▸ **WHAT IS REQUIRED**
Retype exactly the lines from the line with "Where can the young" to the end of the data, keeping both boundary lines.

## BEGIN LISTED RECORDS

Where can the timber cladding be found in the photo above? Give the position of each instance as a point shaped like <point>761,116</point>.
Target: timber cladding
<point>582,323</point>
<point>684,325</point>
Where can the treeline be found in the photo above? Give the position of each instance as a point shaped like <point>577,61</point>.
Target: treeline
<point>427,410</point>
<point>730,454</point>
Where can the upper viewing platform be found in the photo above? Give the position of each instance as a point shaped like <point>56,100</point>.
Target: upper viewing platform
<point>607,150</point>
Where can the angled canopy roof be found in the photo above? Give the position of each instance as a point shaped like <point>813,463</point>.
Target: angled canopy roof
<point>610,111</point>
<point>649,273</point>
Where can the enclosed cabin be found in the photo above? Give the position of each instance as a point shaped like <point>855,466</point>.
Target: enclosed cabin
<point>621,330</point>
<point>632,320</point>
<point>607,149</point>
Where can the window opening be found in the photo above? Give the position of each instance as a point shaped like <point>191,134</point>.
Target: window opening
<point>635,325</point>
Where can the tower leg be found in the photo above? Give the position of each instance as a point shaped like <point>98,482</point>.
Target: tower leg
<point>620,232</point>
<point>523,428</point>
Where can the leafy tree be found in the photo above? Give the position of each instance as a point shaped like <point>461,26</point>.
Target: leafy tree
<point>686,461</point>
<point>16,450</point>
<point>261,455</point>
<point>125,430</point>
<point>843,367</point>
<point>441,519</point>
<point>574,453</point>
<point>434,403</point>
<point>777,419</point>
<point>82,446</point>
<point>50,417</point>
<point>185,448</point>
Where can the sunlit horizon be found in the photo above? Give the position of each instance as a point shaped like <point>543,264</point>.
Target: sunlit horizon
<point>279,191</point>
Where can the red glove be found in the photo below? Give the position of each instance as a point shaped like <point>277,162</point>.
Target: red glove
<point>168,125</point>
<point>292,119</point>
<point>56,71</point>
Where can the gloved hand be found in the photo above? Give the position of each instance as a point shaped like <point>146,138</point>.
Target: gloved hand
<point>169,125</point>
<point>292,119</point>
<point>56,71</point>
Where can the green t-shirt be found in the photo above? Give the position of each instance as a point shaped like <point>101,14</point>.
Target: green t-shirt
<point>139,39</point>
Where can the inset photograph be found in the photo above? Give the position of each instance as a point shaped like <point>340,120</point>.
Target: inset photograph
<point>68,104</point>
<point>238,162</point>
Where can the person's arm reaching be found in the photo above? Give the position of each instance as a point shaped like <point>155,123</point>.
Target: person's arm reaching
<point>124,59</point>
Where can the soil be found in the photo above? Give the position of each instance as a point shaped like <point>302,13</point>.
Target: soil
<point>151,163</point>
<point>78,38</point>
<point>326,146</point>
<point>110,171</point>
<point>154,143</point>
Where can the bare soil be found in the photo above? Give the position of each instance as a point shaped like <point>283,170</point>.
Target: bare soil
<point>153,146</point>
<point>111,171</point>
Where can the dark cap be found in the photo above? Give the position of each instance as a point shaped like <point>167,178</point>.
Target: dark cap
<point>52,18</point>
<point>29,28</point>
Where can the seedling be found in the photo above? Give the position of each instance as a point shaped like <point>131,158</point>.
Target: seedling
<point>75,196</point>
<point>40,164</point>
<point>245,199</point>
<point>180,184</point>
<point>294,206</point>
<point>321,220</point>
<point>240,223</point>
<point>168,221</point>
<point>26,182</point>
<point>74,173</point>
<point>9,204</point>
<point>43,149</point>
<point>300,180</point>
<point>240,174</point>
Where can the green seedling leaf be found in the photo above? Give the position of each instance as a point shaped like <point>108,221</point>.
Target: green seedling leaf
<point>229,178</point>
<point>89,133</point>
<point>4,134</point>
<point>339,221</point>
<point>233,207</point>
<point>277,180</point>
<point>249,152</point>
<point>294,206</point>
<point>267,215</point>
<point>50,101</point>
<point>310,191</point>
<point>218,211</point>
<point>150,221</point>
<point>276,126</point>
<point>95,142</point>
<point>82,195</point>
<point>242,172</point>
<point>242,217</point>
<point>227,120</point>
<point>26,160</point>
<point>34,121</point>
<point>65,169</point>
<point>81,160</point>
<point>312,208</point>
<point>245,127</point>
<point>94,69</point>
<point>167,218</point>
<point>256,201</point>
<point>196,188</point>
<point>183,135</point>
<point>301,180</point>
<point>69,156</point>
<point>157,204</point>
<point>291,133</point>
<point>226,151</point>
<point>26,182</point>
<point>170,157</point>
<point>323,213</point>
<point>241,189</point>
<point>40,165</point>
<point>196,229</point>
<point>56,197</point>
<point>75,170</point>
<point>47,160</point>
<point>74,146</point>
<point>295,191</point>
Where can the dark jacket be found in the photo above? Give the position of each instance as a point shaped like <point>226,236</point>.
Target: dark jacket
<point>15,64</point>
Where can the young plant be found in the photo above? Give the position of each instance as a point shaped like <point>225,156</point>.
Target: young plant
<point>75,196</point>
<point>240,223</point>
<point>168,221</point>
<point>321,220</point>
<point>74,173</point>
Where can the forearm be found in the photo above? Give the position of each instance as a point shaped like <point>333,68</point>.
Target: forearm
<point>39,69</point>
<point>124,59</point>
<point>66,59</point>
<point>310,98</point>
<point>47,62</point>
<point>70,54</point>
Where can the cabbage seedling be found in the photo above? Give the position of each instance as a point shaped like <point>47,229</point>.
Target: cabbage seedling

## END LISTED RECORDS

▸ **SOLUTION BELOW**
Where can the young plant be found in the photo above? Give the position of each instance as a point shaped like <point>225,156</point>.
Target: young plant
<point>75,196</point>
<point>240,223</point>
<point>168,221</point>
<point>321,220</point>
<point>74,173</point>
Where can the forearm be found in the photo above? Give the position of each instance as a point shaped like <point>333,68</point>.
Target: forearm
<point>39,69</point>
<point>124,59</point>
<point>66,59</point>
<point>310,98</point>
<point>47,62</point>
<point>70,54</point>
Where can the cabbage seedling be found in the photo above? Give the position of each instance as a point shaped like <point>47,229</point>.
Target: cabbage seedling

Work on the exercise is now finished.